** BEGIN SOURCE PASSAGE **
The average acoustic variation within each recording is characterized using its root-mean-square (rms) value, and the amplitudes of individual transient snaps are expressed in terms of their peak-to-peak amplitude. Since it is not possible to locate snaps using a single sensor, acoustic source levels are not calculated as part of this study. Previous work by Lillis et al. [39] showed that high-frequency sound levels decay to background levels within ~400 m of the reserve’s boundary. These recordings therefore integrate snaps occurring throughout much of the reserve, although the shallow reef bathymetry likely obstructs propagation from certain azimuths and more distant sources will obviously be received with less amplitude.
** END SOURCE PASSAGE **
WRITTEN PROBLEM:
In the passage on reef snap recordings, take the part that opens with the words containing "The average acoustic" and closes with "with less amplitude.", and rewrite it with "snaps" changed to "clicks".
** BEGIN RECORD LIST **
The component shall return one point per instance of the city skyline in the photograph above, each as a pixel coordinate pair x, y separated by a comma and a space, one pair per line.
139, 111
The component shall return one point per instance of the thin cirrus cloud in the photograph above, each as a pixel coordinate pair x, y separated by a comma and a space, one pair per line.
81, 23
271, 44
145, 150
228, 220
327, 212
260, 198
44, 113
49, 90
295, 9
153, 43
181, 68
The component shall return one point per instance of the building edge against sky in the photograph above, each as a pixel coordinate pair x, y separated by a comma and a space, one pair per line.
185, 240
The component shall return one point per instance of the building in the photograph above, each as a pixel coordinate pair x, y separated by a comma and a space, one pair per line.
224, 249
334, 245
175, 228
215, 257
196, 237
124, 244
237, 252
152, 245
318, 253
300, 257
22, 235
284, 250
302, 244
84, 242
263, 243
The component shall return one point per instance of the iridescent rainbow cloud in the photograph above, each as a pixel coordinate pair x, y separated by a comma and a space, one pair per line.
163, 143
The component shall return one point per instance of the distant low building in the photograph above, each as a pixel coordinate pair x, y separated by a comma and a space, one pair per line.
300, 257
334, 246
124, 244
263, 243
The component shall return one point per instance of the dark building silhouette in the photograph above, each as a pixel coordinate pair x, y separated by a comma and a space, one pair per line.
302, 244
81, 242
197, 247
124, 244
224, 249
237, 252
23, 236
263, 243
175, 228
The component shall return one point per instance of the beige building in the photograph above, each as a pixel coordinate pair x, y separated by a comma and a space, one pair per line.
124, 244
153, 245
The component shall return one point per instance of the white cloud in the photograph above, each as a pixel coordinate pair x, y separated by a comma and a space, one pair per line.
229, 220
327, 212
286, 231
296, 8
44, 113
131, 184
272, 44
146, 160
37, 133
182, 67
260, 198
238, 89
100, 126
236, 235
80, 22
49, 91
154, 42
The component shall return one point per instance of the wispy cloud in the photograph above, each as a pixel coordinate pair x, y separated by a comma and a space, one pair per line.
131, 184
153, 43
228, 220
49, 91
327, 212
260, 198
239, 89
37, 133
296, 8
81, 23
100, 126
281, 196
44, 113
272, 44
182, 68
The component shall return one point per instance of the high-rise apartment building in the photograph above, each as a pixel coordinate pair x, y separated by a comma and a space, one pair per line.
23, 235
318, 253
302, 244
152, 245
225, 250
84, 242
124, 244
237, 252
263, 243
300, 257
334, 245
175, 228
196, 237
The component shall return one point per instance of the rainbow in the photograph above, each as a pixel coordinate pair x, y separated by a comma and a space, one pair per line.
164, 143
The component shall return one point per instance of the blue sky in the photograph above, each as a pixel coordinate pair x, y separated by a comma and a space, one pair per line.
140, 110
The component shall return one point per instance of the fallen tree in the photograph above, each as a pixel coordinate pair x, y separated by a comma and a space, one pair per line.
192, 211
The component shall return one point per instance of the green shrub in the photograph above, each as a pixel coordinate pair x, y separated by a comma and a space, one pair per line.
** END RECORD LIST **
WRITTEN ANSWER:
The average acoustic variation within each recording is characterized using its root-mean-square (rms) value, and the amplitudes of individual transient clicks are expressed in terms of their peak-to-peak amplitude. Since it is not possible to locate clicks using a single sensor, acoustic source levels are not calculated as part of this study. Previous work by Lillis et al. [39] showed that high-frequency sound levels decay to background levels within ~400 m of the reserve’s boundary. These recordings therefore integrate clicks occurring throughout much of the reserve, although the shallow reef bathymetry likely obstructs propagation from certain azimuths and more distant sources will obviously be received with less amplitude.